11           - Por mensagem de correio electrónico de 15 de setembro de 2021, o Demandante solicitou ao Demandado “informação complementar relativamente à remuneração a auferir na Conservatória do Registo Civil de …, designadamente, quanto ao montante e base legal dos suplementos remuneratórios a que se refere a parte final do ponto 1 da cláusula sexta do aditamento ao contrato de trabalho.

 

12           - O Demandado prestou os esclarecimentos solicitados por mensagem de correio electrónico de 20 de Setembro de 2021, com o seguinte teor:

“o subsídio a que se alude, encontra-se, com efeitos a 1 de janeiro de 2020, previsto no art.º 6.º do Decreto-Lei n.º 145/2019.

A atribuição do subsídio de insularidade está, contudo, condicionada à emissão de despacho dos membros do Governo responsáveis pelas áreas das finanças e da justiça, que, ainda não sobreveio.

Donde, e nesta conformidade, será de concluir que, no actual enquadramento legal, não se encontram reunidas as condições legais para a atribuição do subsídio mensal de insularidade.”

 

 

13           - Por mensagem de correio electrónico de 22 de setembro de 2021, o Demandante, discordando da posição do Demandado, alegou que teria direito a receber os suplementos remuneratórios devidos pelo exercício de funções na Região Autónoma dos Açores, previstos no Decreto-Lei n.º 66/88, de 1 de março e que considerava serem devidos à data da abertura do procedimento concursal.
· · · · · · ·
▶ Desafios
a: Resuma em três frases o excerto sobre o subsídio de insularidade.
b: Prossiga o excerto sobre o subsídio de insularidade a partir da última frase apresentada.
· · · · · · ·
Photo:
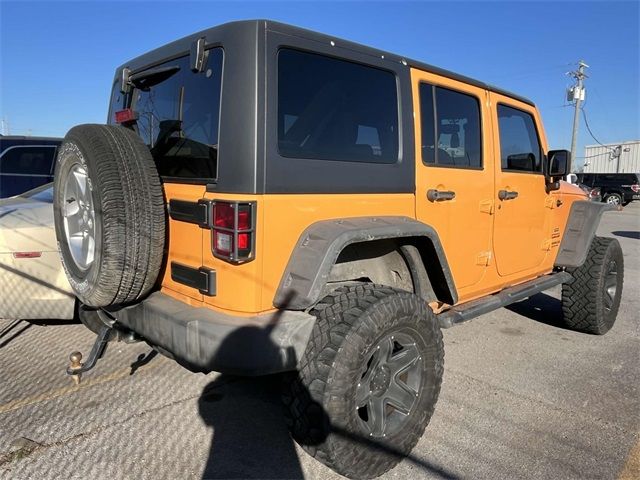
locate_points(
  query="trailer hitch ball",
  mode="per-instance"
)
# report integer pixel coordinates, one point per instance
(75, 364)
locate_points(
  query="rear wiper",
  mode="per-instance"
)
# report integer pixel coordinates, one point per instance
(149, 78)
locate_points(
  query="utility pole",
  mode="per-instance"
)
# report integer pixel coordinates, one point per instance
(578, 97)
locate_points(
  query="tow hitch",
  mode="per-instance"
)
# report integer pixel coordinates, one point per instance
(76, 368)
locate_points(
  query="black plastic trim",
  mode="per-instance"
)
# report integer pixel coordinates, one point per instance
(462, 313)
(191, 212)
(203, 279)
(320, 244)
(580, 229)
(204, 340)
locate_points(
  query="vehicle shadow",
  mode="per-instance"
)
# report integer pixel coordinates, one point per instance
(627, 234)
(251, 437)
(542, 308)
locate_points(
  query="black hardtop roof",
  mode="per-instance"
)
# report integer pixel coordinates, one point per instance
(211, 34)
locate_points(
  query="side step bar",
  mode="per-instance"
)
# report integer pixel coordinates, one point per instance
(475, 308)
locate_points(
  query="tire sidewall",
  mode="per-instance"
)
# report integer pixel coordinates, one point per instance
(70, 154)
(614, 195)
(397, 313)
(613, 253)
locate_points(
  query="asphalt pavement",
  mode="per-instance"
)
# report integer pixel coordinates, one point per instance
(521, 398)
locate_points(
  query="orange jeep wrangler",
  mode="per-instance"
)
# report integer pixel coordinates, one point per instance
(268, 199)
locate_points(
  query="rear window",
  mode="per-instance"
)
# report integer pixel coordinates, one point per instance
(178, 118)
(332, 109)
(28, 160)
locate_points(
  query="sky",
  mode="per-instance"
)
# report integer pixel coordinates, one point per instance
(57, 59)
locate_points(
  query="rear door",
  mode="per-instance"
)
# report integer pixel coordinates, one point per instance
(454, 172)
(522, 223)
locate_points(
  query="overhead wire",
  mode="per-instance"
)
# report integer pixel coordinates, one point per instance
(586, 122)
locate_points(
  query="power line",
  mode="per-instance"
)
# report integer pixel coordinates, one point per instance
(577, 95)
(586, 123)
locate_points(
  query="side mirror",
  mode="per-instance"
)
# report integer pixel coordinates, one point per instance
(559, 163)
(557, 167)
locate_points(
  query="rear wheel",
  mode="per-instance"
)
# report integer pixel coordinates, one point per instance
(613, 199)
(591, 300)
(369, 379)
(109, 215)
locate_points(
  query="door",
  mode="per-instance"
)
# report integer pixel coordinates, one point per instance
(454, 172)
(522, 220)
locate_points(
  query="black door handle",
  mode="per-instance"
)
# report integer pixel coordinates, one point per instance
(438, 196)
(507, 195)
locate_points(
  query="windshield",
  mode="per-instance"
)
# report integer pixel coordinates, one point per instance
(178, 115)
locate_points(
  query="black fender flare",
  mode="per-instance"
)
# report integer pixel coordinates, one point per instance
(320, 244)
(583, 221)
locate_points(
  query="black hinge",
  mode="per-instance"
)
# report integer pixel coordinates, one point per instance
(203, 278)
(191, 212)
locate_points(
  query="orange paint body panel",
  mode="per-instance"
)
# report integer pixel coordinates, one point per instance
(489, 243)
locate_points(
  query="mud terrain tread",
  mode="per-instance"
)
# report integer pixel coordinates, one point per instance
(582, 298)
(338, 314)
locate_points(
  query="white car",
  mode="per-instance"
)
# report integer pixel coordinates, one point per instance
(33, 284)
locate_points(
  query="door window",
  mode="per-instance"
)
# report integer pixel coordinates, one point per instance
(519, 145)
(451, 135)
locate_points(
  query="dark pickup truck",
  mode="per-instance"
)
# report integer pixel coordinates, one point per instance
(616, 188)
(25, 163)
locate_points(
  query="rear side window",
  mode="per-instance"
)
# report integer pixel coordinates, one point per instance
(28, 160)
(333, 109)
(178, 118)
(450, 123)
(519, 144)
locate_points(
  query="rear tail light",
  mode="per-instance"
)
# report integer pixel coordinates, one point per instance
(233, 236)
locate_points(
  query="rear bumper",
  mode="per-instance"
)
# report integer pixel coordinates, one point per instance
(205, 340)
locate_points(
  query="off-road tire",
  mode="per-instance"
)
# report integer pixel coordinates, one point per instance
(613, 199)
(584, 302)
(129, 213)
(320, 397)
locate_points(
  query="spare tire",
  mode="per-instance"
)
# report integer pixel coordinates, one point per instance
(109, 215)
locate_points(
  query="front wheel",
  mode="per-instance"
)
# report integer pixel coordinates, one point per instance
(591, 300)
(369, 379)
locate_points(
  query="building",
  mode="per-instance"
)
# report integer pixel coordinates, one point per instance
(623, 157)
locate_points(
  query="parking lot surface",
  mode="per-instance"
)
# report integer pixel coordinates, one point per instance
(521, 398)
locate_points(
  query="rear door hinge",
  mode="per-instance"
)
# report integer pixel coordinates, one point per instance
· · · · · · ·
▶ Lista de respostas
a: Em 15 de setembro de 2021, o Demandante pediu ao Demandado informação sobre o montante e a base legal dos suplementos remuneratórios a auferir na Conservatória do Registo Civil. Em 20 de setembro de 2021, o Demandado respondeu que o subsídio de insularidade, previsto no art.º 6.º do Decreto-Lei n.º 145/2019, depende de um despacho dos membros do Governo responsáveis pelas finanças e pela justiça que ainda não tinha sido emitido, pelo que não estavam reunidas as condições legais para o atribuir. Em 22 de setembro de 2021, o Demandante discordou e alegou ter direito aos suplementos previstos no Decreto-Lei n.º 66/88, de 1 de março, que considerava devidos à data da abertura do procedimento concursal.

b:
 

14           - Por mensagem de correio electrónico de 27 de Setembro de 2021, o Demandado reafirmou o entendimento descrito em 12 deste articulado, anexando a informação n.º 62/DRH/2020 que analisa os reflexos da entrada em vigor do Decreto-Lei n.º 145/2019, de 23 de Setembro – atribuição de subsídio mensal de insularidade aos trabalhadores que exercem funções na Região Autónoma dos Açores.

 

15           - Por mensagem de correio electrónico de 27 de Setembro de 2021, o Demandante alegou que a referida informação n.º 62/DRH/2020 não aprecia os reflexos da ressalva contida no artigo 15º, n.º 2 do Decreto-Lei n.º 145/2019, de 23 de Setembro quanto aos suplementos remuneratórios dos trabalhadores que, na sequência de procedimento concursal aberto antes da produção de efeitos do Decreto-Lei n.º 145/2019, de 23 de Setembro, venham a assumir funções na Região Autónoma dos Açores, solicitando uma posição expressa e fundamentada quanto ao sentido e alcance da ressalva remuneratória, eventualmente mediante a emissão de informação complementar.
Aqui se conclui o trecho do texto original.